▸ **EXERCISE GOAL**
Below is a block of entries; repeat all of it exactly but omit the pictures.

▸ **DATASET CONTENT**

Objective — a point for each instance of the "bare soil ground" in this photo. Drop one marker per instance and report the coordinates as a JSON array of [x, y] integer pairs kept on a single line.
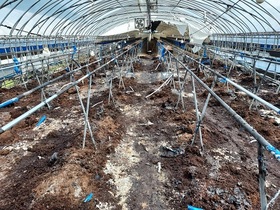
[[133, 166]]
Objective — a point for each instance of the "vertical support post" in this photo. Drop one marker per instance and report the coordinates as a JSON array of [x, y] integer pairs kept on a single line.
[[197, 115], [181, 89], [262, 175]]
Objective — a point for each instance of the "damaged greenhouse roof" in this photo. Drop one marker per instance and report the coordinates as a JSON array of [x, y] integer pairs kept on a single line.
[[95, 18]]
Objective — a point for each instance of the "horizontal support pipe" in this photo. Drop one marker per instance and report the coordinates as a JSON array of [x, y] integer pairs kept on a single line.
[[237, 117], [64, 89], [249, 93]]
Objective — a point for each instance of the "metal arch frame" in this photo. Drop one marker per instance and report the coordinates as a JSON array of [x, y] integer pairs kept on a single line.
[[39, 21], [155, 14], [38, 12], [86, 13]]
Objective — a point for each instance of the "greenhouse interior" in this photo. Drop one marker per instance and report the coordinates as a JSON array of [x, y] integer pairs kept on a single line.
[[140, 104]]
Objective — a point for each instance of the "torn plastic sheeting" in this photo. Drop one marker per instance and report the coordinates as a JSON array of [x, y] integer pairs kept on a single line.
[[42, 119], [197, 35], [193, 208], [88, 198], [182, 29]]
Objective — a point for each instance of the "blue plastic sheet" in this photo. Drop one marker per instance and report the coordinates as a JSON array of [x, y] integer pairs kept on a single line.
[[274, 151], [74, 51], [16, 66]]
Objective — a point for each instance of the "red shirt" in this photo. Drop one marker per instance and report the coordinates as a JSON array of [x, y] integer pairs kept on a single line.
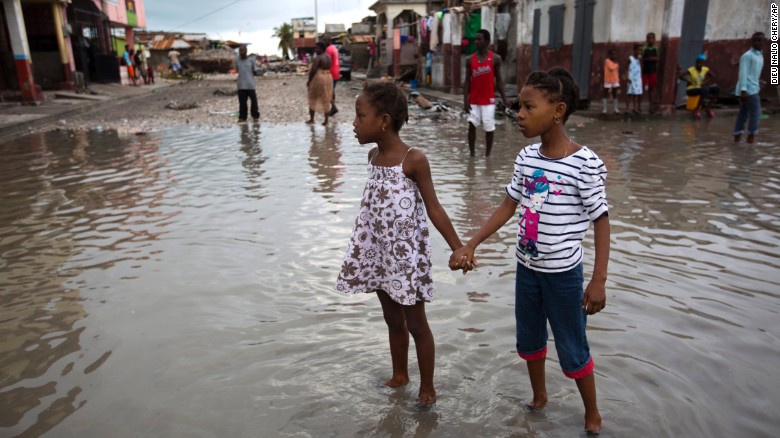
[[334, 62], [482, 86]]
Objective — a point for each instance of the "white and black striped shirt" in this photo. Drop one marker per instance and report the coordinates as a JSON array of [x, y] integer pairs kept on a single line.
[[558, 199]]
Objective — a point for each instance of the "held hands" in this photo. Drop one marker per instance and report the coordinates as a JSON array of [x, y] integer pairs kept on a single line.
[[595, 298], [463, 258]]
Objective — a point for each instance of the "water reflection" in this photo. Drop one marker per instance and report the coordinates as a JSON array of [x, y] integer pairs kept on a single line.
[[253, 163], [71, 201], [325, 159], [180, 284]]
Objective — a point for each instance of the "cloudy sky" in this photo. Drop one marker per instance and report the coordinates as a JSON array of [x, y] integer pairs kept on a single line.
[[249, 21]]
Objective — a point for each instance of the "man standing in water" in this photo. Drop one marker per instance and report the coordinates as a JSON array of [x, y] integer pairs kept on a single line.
[[650, 56], [750, 65], [335, 72], [245, 65], [483, 76]]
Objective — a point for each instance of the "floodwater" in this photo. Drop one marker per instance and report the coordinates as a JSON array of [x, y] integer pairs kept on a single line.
[[180, 284]]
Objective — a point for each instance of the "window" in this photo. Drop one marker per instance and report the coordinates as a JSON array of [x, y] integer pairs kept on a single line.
[[555, 39]]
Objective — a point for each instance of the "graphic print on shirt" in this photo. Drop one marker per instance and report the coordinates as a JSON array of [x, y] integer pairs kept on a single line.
[[538, 190]]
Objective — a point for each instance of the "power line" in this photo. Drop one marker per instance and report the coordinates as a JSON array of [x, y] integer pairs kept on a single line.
[[209, 14]]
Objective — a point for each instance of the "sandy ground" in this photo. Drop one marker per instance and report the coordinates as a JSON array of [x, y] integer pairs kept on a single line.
[[211, 103]]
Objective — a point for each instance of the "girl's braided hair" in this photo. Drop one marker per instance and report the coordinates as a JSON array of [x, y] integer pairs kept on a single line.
[[388, 98], [558, 85]]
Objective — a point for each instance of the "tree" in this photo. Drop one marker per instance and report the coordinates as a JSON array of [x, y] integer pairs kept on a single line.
[[285, 35]]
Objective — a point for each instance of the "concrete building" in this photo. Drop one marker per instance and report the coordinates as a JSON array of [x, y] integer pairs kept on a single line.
[[57, 44], [304, 36], [575, 34]]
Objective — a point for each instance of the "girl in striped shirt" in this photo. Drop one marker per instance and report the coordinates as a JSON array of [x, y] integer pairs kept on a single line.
[[559, 186]]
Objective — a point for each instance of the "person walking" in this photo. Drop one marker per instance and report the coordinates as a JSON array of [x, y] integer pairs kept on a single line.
[[611, 81], [335, 72], [173, 57], [390, 253], [319, 87], [700, 81], [560, 188], [750, 65], [483, 78], [246, 67], [650, 56], [634, 81]]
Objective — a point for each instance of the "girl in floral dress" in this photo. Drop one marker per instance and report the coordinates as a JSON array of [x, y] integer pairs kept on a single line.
[[389, 253]]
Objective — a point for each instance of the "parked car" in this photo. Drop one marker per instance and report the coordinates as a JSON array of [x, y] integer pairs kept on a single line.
[[345, 63]]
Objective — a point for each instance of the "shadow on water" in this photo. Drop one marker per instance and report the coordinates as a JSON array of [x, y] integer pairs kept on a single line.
[[181, 283]]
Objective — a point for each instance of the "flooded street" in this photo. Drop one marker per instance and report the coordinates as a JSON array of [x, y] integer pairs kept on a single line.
[[180, 284]]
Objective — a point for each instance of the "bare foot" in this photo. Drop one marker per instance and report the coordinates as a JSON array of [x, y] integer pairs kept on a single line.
[[538, 403], [395, 382], [426, 397], [593, 423]]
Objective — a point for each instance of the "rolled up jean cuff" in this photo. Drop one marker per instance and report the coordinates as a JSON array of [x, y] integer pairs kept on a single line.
[[541, 354], [582, 372]]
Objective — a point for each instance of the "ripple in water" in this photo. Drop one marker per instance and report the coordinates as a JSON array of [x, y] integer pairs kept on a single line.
[[181, 283]]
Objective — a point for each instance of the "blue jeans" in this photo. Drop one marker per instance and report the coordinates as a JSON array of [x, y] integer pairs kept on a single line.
[[555, 297], [243, 95], [749, 111]]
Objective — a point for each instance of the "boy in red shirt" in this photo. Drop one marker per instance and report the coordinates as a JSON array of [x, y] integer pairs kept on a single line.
[[483, 76]]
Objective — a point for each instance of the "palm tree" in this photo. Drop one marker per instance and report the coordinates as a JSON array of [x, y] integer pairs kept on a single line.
[[285, 35]]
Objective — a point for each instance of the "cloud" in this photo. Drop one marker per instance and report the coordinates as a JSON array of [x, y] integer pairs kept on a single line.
[[250, 21]]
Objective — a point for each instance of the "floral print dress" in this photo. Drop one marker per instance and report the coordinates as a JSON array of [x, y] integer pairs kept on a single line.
[[389, 249]]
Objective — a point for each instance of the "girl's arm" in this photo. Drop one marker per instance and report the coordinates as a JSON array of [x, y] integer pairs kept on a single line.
[[463, 257], [595, 298], [420, 171]]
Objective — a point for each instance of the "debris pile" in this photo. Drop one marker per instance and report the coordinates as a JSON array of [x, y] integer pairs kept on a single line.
[[212, 61]]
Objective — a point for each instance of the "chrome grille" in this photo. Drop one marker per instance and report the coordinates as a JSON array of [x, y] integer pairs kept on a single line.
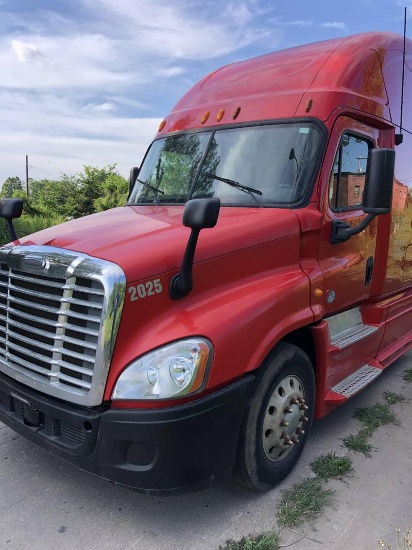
[[52, 334]]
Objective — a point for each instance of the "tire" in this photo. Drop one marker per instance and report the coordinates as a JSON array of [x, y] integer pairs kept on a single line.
[[277, 419]]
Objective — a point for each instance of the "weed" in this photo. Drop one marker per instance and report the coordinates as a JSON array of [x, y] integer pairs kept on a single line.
[[263, 541], [404, 541], [392, 398], [358, 443], [330, 465], [305, 501], [375, 416], [407, 374]]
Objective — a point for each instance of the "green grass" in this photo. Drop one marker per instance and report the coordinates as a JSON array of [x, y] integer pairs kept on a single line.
[[358, 443], [392, 398], [331, 466], [263, 541], [407, 374], [375, 416], [304, 502]]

▸ **TASK OUTPUT**
Objective — a point for each instance of the "bare soil ground" in this photo. Drop one marker per instance and report the coordinates as a JSON array of [x, y] integer pairs kept on a single line.
[[133, 166]]
Objective — a point for each instance of the "vertical support post" in this photo. Drop one marker per instance and report the coordinates as a JSON array of [x, y] integer pairs kept on a single line.
[[197, 115], [181, 89], [262, 175]]
Objective — a point for each instance of the "damaged greenhouse roof" in this photo. Drop one marker per instance and report the coordinates as a JSON array of [x, y] integer pairs kept on a single line.
[[95, 18]]
Objective — a point for each instance of the "horizontal support pipe" in this photo. Drop one marker per instance and report the coordinates as a JSON array of [x, y] integer pairs kept on a single line.
[[237, 117], [64, 89], [249, 93]]
Objective — a point for each instance of the "metal arch frame" in this photo. Drop one marker per instance and report the coordinates as a JSON array of [x, y] integer pairs kept on a single line.
[[39, 21], [155, 14], [38, 12], [86, 13]]
Objective — a point for each instance of the "greenhouse interior" in this photo. Drop one marker per instance and report the coordinates as a JSON array of [x, y] integer pairs kept on a single line.
[[140, 104]]
Objective — a point for each instance of the "torn plastic sheeting" in this photo. Drop one marker per instance and report the coordinates as a JSON array of [x, y] integer pairs kept on a single line.
[[42, 119], [197, 35], [193, 208], [88, 198], [182, 29]]
Objective — a point for each instance of the "blue plastic sheet" in this photo. Drop one marker per instance and report the coordinates as a JSON array of [x, y] integer pairs kept on a single line.
[[274, 151], [74, 51], [16, 66]]
Objective — a point for each instance of the "red shirt" in this photo. Drop one marker per instance and report the coordinates as a JSON array of [x, y] integer pairs kept on a single line.
[[334, 62], [482, 86]]
Objective — a point for each instance of the "white and black striped shirt" in this photo. Drop one marker per instance and report the coordinates as a JSON array of [x, y] integer pairs kept on a single line.
[[558, 199]]
Objective — a point for each instance of the "held hands" in this photo. Drop one marker per instance and report the coordinates as a JSON array of [x, y] integer pairs kept on a single line.
[[595, 298], [463, 258]]
Objective — a point for each instance of the "water reflection" in this photo. Drop one marker per instance and report the coordinates as a JSON array of [x, y] integer pairs kept on a single line.
[[253, 163], [71, 201], [325, 159], [180, 284]]
Objective — a point for each instance of the "cloudy sky" in this photo. Drop one marker per instance and report the coordinates as a JSON array of [x, y] integer pairs kept on a single line.
[[249, 21]]
Objective — a point for each instance of the "man standing in water" in this photo. Drop one marker per instance and report the coordinates as a JSON array of [x, y] integer pairs kept on a single line.
[[650, 56], [750, 65], [335, 72], [245, 65], [483, 76]]
Objective — a point for each instance of the "floodwater" in this photo. Drop one marker per instance and report the coordinates as a JSON array of [x, y] integer pairs kept on a single line.
[[180, 284]]
Objective — a point for each instance of the "window" in this photo. Drop one marker per instance and report the coordinates as a JSON array of [x, y] integer pairs kept on a single line.
[[555, 39]]
Objective — a point for each instance of the "graphic print on shirt" in this photo. Drop one marker per instance and report the coordinates as a JSON array of [x, y] integer pairs kept on a single line.
[[538, 190]]
Objective — a point for each instance of the "power line" in this photo. Drop one marker per instance and report the coordinates as a JSON array of [x, y] integer pairs kept on a single line.
[[209, 14]]
Objective — a point for each instance of the "sandy ground" in this photo. Drop one marker per instance and report the coordinates as a JSON array of [x, y] integer pairs kept on a single line.
[[211, 103]]
Objective — a point for each instance of the "girl's braided hair" in this photo. Drop one marker per instance and report the coordinates as a JSON array of [x, y] integer pairs kept on a single line.
[[388, 98], [558, 85]]
Objective — a point for each instance of the "tree" in this photo. Drop one marker per instance and report the coordinates as a JSON array of [x, y] integer pairs kept on a single line.
[[285, 35]]
Objective — a point for each instance of the "concrete building" in this photo. Drop one marker per instance and report the coordinates as a JSON array of [x, y] integer pairs kept on a single line.
[[57, 44], [304, 36], [575, 34]]
Objective — a point for each instance of the "girl in striped shirt" in this photo. Drop one marker per instance and report the coordinates as a JSON array of [x, y] integer pairs kept on a single line.
[[559, 186]]
Objective — a point for each instance of the "person walking" in this photo. Drop one marker per instance and report the coordinates as a JSON array of [x, y] integer pairs kept on a single line.
[[611, 81], [335, 72], [173, 57], [390, 253], [319, 87], [700, 81], [560, 188], [750, 65], [483, 78], [246, 67], [650, 56], [634, 81]]
Objective — a point for each instance of the "girl in floral dress" in this photo. Drop one marker per instance and report the coordinates as a JSON array of [x, y] integer pairs kept on a single line.
[[389, 253]]
Objective — a point for each instance of the "parked car" in this photo. Drop one marker per instance and report the coordinates as a JSON array of [x, y] integer pairs kept on a single line.
[[345, 63]]
Objective — a point for each instance of the "shadow on water" in this photo. Drop one marker per instance and report the coordinates as a JSON array of [x, y] integer pairs kept on a single line.
[[181, 283]]
Objective — a point for each instance of the "flooded street" in this photo. Drop one marker per instance and report the coordinates as a JSON array of [x, y] integer pairs kept on a single line.
[[180, 284]]
Objective — a point for each instance of the "bare foot" in this photo. Drop one marker per instance and report the coordinates as a JSON array of [x, y] integer pairs kept on a single line.
[[538, 403], [395, 382], [426, 397], [593, 423]]
Objective — a point for each instance of the "rolled up jean cuff" in this photo. Drop one marker per instance and report the coordinates as a JSON array of [x, y] integer pairs kept on a single line.
[[541, 354], [582, 372]]
Objective — a point for each instance of the "ripple in water" in this photo. Drop one marker per instance and report the coordinates as a JSON array of [x, y] integer pairs kept on a single line.
[[181, 283]]
Objective — a point for each instance of the "blue jeans" in this photo. Drop one marker per instance and report the coordinates as a JSON array of [x, y] integer pairs kept on a single line.
[[555, 297], [243, 95], [749, 111]]
Objective — a point for each instance of the "boy in red shirt" in this photo. Drop one marker per instance and report the coordinates as a JSON array of [x, y] integer pairs kept on a single line.
[[483, 76]]
Objective — a point for each instance of the "palm tree" in this photo. Drop one marker per instance and report the coordinates as a JSON array of [x, y] integer pairs kept on a single line.
[[285, 35]]
Objective — a point for each instance of the "cloud" in this photo. Drop one marker per instance and report the coordinates as a JSON array of [x, y] integer pairs kept on a single line.
[[250, 21]]
Objective — a point for each instance of the "floral print dress" in this photo. Drop one marker per instance and report the coordinates as a JSON array of [x, y] integer pairs kept on a single line.
[[389, 249]]
Objective — a point for each instance of the "girl's arm" in this photo. Drop one marker per instance and report the coordinates as a JSON array of [x, y] integer pairs kept on a single line.
[[463, 257], [595, 298], [420, 171]]
Objective — a point for each instance of the "debris pile" in this photo. Drop one marker per instance and report the coordinates as a JSON array of [x, y] integer pairs kept on a single line.
[[212, 61]]
Objective — a point for each instance of the "chrome grille" in this photo. Drop one marker per instance and report the coordinates as a JSON array of [x, y] integer pairs kept on a single line.
[[52, 334]]
Objective — a point for each instance of the "tire" in this photo. Drop one marker per instance and report the coordinates as a JSON array of [x, y] integer pairs kept on a single line.
[[277, 419]]
Objective — a point for each instance of the "weed" in this photo. Drop one marker per instance and report the coordinates as a JSON array of [x, y] integer pairs kept on a single line.
[[263, 541], [404, 541], [392, 398], [358, 443], [330, 465], [305, 501], [375, 416], [407, 374]]
Objective — a point for each instance of the "green grass" in this photo. Drop one marker per instance and report the coordinates as a JSON array of [x, y] integer pairs kept on a single line.
[[358, 443], [392, 398], [331, 466], [263, 541], [407, 374], [375, 416], [304, 502]]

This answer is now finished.